Coordinate annotation records:
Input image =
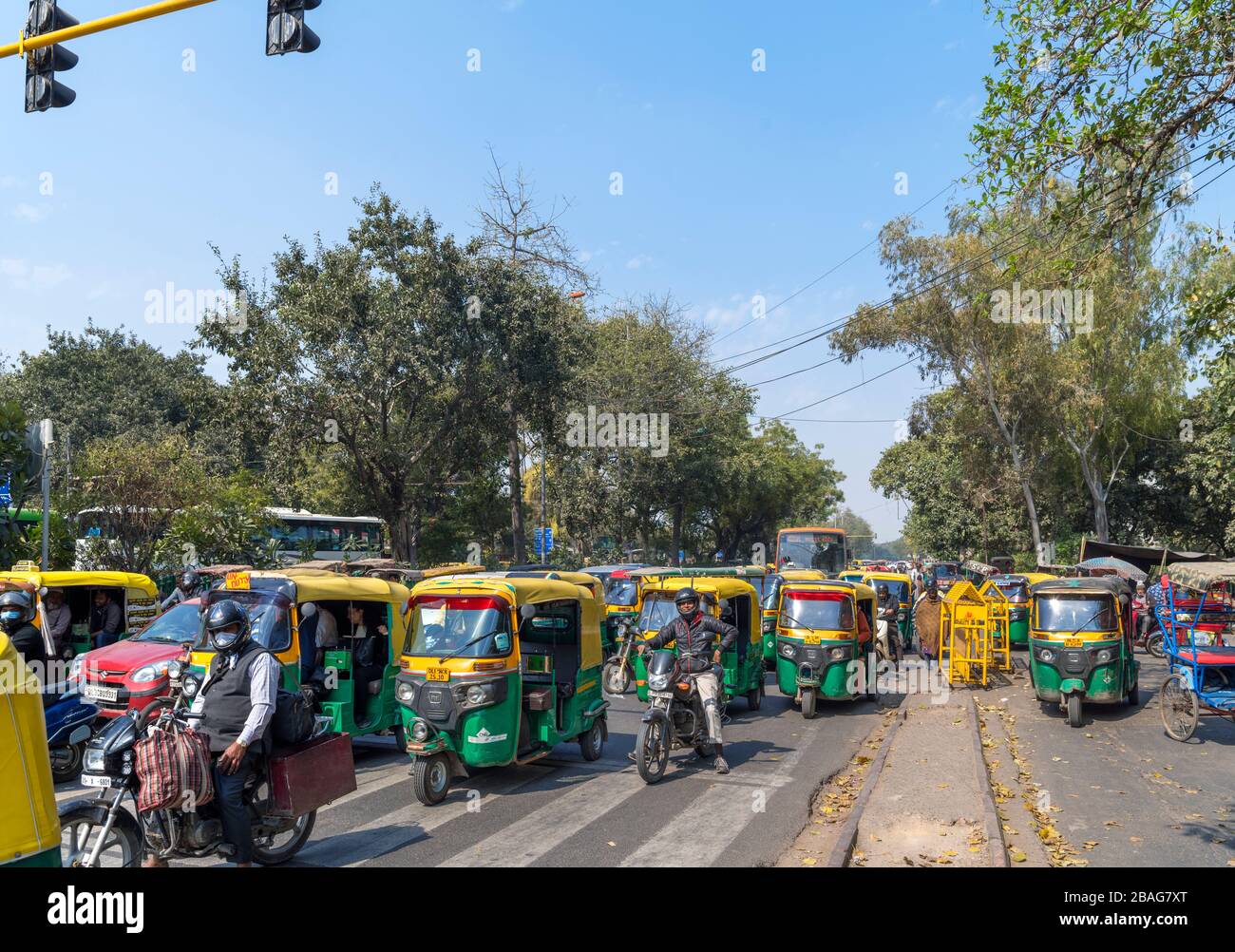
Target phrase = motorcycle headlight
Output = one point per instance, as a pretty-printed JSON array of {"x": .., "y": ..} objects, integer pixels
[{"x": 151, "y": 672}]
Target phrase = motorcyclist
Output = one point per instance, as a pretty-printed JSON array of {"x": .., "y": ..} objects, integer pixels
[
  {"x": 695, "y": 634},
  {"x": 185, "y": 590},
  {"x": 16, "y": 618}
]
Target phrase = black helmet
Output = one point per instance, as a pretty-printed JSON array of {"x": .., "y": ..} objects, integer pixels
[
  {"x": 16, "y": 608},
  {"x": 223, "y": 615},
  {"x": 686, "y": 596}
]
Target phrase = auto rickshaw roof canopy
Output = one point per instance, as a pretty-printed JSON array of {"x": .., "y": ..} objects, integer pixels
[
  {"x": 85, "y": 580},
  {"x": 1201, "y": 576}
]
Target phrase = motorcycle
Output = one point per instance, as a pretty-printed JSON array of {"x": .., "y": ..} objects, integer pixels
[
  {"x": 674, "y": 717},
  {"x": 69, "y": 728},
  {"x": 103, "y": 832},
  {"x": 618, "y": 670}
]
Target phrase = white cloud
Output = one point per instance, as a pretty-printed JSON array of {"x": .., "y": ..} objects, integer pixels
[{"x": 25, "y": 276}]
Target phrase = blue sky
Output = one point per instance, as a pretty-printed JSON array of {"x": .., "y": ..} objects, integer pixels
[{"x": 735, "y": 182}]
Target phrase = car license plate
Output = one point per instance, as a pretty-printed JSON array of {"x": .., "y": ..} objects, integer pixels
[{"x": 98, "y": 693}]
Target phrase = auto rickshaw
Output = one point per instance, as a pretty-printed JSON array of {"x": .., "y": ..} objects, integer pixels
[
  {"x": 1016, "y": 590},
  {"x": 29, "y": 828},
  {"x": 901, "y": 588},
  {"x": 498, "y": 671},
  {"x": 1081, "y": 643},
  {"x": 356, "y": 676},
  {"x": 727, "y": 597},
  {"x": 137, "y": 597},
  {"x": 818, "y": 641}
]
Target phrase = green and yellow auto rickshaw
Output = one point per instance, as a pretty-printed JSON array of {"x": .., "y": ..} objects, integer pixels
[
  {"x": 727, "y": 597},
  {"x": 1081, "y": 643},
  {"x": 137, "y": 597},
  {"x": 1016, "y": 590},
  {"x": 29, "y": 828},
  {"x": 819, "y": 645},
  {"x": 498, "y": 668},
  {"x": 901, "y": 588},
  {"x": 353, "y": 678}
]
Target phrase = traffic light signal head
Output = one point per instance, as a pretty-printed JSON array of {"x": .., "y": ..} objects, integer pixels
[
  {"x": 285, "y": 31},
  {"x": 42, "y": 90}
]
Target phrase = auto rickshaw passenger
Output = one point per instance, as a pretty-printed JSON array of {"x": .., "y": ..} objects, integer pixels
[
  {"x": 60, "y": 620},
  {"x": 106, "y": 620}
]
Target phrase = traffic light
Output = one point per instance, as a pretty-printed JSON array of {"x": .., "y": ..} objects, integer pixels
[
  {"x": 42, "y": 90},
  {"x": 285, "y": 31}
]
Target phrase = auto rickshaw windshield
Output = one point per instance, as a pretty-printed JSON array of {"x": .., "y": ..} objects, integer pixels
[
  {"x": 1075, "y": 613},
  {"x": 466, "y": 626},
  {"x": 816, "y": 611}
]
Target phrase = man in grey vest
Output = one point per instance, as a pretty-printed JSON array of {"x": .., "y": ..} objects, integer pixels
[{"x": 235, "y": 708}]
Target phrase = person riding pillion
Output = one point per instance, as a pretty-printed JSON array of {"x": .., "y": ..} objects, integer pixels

WRITTEN PROBLEM:
Reproduce every line of the material precisely, omitting its pictures.

RESPONSE BELOW:
Input image =
Target phrase = motorcycle headlight
Output = one point per instance, as a pretty-printed JSON array of {"x": .., "y": ..} objects, integer pixels
[{"x": 151, "y": 672}]
Target phrase = motorcyclist
Output = one point per instance, as a pretty-printed JSON array of {"x": .., "y": ..} objects, integer pixels
[
  {"x": 695, "y": 634},
  {"x": 185, "y": 590},
  {"x": 16, "y": 618}
]
Target phrase = black helmet
Output = one point per instance, as a pretty-printed JSON array of {"x": .., "y": ..} objects, integer pixels
[
  {"x": 16, "y": 608},
  {"x": 223, "y": 615},
  {"x": 686, "y": 596}
]
Target phrase = auto rickshaw roof canopy
Output = one point per instance, as a pretty-printed JSON array of {"x": .., "y": ..} objects, integer pixels
[
  {"x": 85, "y": 580},
  {"x": 1201, "y": 576}
]
Target phrase = motorcycle
Output = one point per instance, as a pretty-printed JSON array of {"x": .., "y": ..} objects, integer pixels
[
  {"x": 674, "y": 717},
  {"x": 69, "y": 728},
  {"x": 103, "y": 832},
  {"x": 618, "y": 670}
]
Target phrase = white cloud
Output = one point per instance, as a pretty-printed JSON array of {"x": .., "y": ..} objects, integer pixels
[{"x": 25, "y": 276}]
Target phrase = blue sky
Output = one point per instance, as a pretty-printed JSON array of {"x": .., "y": ..} objects, integer pixels
[{"x": 735, "y": 182}]
Target phrase = car license plate
Output = one point per instance, as a pretty-printed JSON array of {"x": .., "y": ..} objects, integer pixels
[{"x": 98, "y": 693}]
Target phrase = auto rickshaw
Output = one point per instance, as a pretty-printed JSON array of {"x": .., "y": ..} objects, integer pixels
[
  {"x": 1016, "y": 590},
  {"x": 29, "y": 828},
  {"x": 901, "y": 588},
  {"x": 498, "y": 671},
  {"x": 1081, "y": 643},
  {"x": 356, "y": 676},
  {"x": 727, "y": 597},
  {"x": 137, "y": 597},
  {"x": 818, "y": 641}
]
Target phrase = green and yellow auto rickshaw
Output = one point per instance, as a pretty-printed JSON array of {"x": .., "y": ..} objects, integer pixels
[
  {"x": 727, "y": 597},
  {"x": 1081, "y": 643},
  {"x": 137, "y": 597},
  {"x": 1016, "y": 590},
  {"x": 29, "y": 828},
  {"x": 819, "y": 645},
  {"x": 498, "y": 668},
  {"x": 901, "y": 588},
  {"x": 353, "y": 678}
]
Target phrase = traffic light signal head
Output = one point per instance, as a pretty-printed JSON array of {"x": .., "y": ..} objects, integer pixels
[
  {"x": 285, "y": 31},
  {"x": 42, "y": 90}
]
Target phrase = auto rickshaw passenger
Output = one point per instance, as a pretty-printed JSON array of {"x": .., "y": ..} objects, integer pixels
[
  {"x": 60, "y": 620},
  {"x": 106, "y": 620}
]
Target phrase = traffic light
Output = one point per instance, as a pretty-printed JSON array of {"x": .., "y": ..} objects, integer pixels
[
  {"x": 42, "y": 90},
  {"x": 285, "y": 31}
]
Target phrase = auto rickshaw windshield
Output = one point per instance, as a pretty-printed JSON array of {"x": .., "y": ..} objects, integer pixels
[
  {"x": 1075, "y": 613},
  {"x": 466, "y": 626},
  {"x": 816, "y": 611}
]
Target phrase = man in grey vest
Output = one point per instance, as a pretty-printed JSON array of {"x": .., "y": ..} objects, integer pixels
[{"x": 235, "y": 708}]
Target phrase = person riding pillion
Output = one point per instance, as a pretty-printed JSON array of {"x": .., "y": ..} objects, integer pixels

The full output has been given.